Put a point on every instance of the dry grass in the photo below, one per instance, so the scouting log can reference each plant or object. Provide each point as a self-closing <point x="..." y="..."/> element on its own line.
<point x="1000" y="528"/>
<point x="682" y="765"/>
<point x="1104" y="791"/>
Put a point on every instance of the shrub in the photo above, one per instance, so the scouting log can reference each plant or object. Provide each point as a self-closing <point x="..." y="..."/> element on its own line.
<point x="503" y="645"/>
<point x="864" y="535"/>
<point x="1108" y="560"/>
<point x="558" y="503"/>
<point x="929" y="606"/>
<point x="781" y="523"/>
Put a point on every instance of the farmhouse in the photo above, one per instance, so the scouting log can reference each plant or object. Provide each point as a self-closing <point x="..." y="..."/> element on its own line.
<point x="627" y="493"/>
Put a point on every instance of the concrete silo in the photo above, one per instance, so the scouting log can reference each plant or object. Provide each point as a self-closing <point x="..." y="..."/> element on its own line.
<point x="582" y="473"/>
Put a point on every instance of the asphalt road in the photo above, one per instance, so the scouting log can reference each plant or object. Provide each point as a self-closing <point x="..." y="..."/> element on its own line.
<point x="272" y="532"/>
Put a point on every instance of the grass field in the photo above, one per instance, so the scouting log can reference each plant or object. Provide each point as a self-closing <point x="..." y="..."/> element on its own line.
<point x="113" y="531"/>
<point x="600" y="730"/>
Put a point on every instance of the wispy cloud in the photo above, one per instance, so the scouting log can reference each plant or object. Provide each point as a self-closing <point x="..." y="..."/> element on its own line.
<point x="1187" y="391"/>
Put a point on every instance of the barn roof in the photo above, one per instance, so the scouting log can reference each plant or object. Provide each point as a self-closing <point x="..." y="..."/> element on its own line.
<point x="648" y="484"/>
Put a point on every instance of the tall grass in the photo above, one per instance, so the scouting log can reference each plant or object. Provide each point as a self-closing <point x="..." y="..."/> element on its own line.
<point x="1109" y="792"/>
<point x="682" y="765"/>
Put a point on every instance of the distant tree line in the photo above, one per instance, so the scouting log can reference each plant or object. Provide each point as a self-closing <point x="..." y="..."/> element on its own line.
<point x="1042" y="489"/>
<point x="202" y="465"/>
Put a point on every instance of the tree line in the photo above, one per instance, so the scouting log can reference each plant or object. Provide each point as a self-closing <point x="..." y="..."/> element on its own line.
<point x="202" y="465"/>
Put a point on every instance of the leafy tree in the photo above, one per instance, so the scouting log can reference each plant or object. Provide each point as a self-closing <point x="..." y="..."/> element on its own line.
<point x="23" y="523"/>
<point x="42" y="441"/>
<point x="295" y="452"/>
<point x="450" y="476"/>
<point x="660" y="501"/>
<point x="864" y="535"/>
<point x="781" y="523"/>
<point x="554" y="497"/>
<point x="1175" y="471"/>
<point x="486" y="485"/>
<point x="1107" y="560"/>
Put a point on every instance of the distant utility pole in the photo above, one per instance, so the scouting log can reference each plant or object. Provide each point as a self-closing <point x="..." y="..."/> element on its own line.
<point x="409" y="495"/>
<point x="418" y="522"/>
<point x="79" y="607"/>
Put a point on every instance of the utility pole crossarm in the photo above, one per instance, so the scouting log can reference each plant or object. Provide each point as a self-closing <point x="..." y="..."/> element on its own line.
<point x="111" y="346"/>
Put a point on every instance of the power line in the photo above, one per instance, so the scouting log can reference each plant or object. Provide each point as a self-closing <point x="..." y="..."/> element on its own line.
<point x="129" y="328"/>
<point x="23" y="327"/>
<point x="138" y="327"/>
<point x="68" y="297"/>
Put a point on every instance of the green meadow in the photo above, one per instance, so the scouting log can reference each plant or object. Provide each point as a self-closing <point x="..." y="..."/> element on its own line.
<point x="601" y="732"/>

-- -- --

- Directions for this task
Retype the records that precede this task, keeping them exactly the same.

- Task answer
Put a point on every instance of the dry grass in the photo below, one per instance, so the scouting log can reference each plant or object. Provide each point as a self-closing <point x="..." y="..."/> element on its own line.
<point x="1000" y="528"/>
<point x="682" y="765"/>
<point x="1104" y="791"/>
Put a point on every instance of the shrub in the photo above, one per instance, so the scouting log can reference each plant or object. Provide each point as a self-closing <point x="..." y="..."/> element on its own line.
<point x="503" y="645"/>
<point x="864" y="535"/>
<point x="1108" y="560"/>
<point x="558" y="503"/>
<point x="929" y="606"/>
<point x="781" y="523"/>
Put a point on every instance of the farmhouse in the photo above, one per instance, so the scouting log can reference each plant or object. Provide each point as a self-closing <point x="..." y="..."/> element on its own line.
<point x="627" y="493"/>
Put a point on every instance of the concrete silo in the photo above, one per instance, so the scouting log can reference each plant or object. Provide each point as a self-closing <point x="..." y="..."/> element on its own line.
<point x="582" y="473"/>
Put a point on every instance of the asphalt road in the photo above, one per instance, so the scouting log can reference each plant or object. Provide each point as a self-closing <point x="..." y="..."/> element on its own line.
<point x="272" y="532"/>
Put a point on every instance of the grass field in the photo above, one per instance, so the scouting log can reference each plant or object. Provide each point as a self-closing <point x="..." y="..."/> element on its own line.
<point x="113" y="531"/>
<point x="600" y="730"/>
Put a point on every instance of the wispy cloud in the photo above, one per instance, so the scouting log can reference each plant or object. Provide each point as a self-closing <point x="..." y="..."/> element on its own line.
<point x="1187" y="391"/>
Put a point on every instance of the barn roof in the photo above, one per instance, so the scouting log can reference each plant or object. Provide each point as a self-closing <point x="..." y="..."/> element on its own line.
<point x="648" y="484"/>
Put a point on every instance of the tall grass in the photo above, one per instance, so the scouting log can reference each plant or object. Provide each point as a self-closing <point x="..." y="..."/> element on its own line.
<point x="1109" y="792"/>
<point x="682" y="765"/>
Put a point on every instance of the distant tree line in the photo above, one per instance, so the scouting log can reference each plant or object. Provide each point as a self-closing <point x="..." y="..."/> element on its own line.
<point x="1042" y="489"/>
<point x="202" y="465"/>
Put a point on every instance of the tree line in the photo above, one per instance, so the scouting log can reference each plant or object. Provide each point as a self-closing <point x="..." y="..."/> element on its own line.
<point x="202" y="465"/>
Put a point on every instance of the leafy tree in the photo above, one per instance, so the scouting log can reference each plant or object. Provide each point as a self-closing <point x="..." y="..."/> element on its own line.
<point x="23" y="523"/>
<point x="42" y="441"/>
<point x="295" y="452"/>
<point x="450" y="476"/>
<point x="660" y="501"/>
<point x="864" y="535"/>
<point x="781" y="523"/>
<point x="554" y="497"/>
<point x="1175" y="471"/>
<point x="486" y="485"/>
<point x="1107" y="560"/>
Put a point on every instance of the distant utility pole in the photo above, one per instance, so the scouting log can reference each plant or object. Provide each point as a self-closing <point x="..." y="..."/> element on its own line.
<point x="409" y="495"/>
<point x="418" y="522"/>
<point x="79" y="607"/>
Put a point on every instance of the utility pole crossarm in the photo above, one per instance, so the scouting log can reference each plant or object. Provide each point as a self-closing <point x="..." y="..."/> element on its own line.
<point x="111" y="346"/>
Put a point on every instance of the power line in the photo above, one per instance, so the scouting log can reference each plant or object. Provide each point as a self-closing <point x="..." y="..."/> element on its own line.
<point x="129" y="328"/>
<point x="23" y="327"/>
<point x="138" y="327"/>
<point x="68" y="297"/>
Put a point on every instance of the green meadow in the photo above, one per instance, so the scouting log can reference each plant or object. Provide each point as a self-closing <point x="..." y="..."/> element on its own line.
<point x="601" y="732"/>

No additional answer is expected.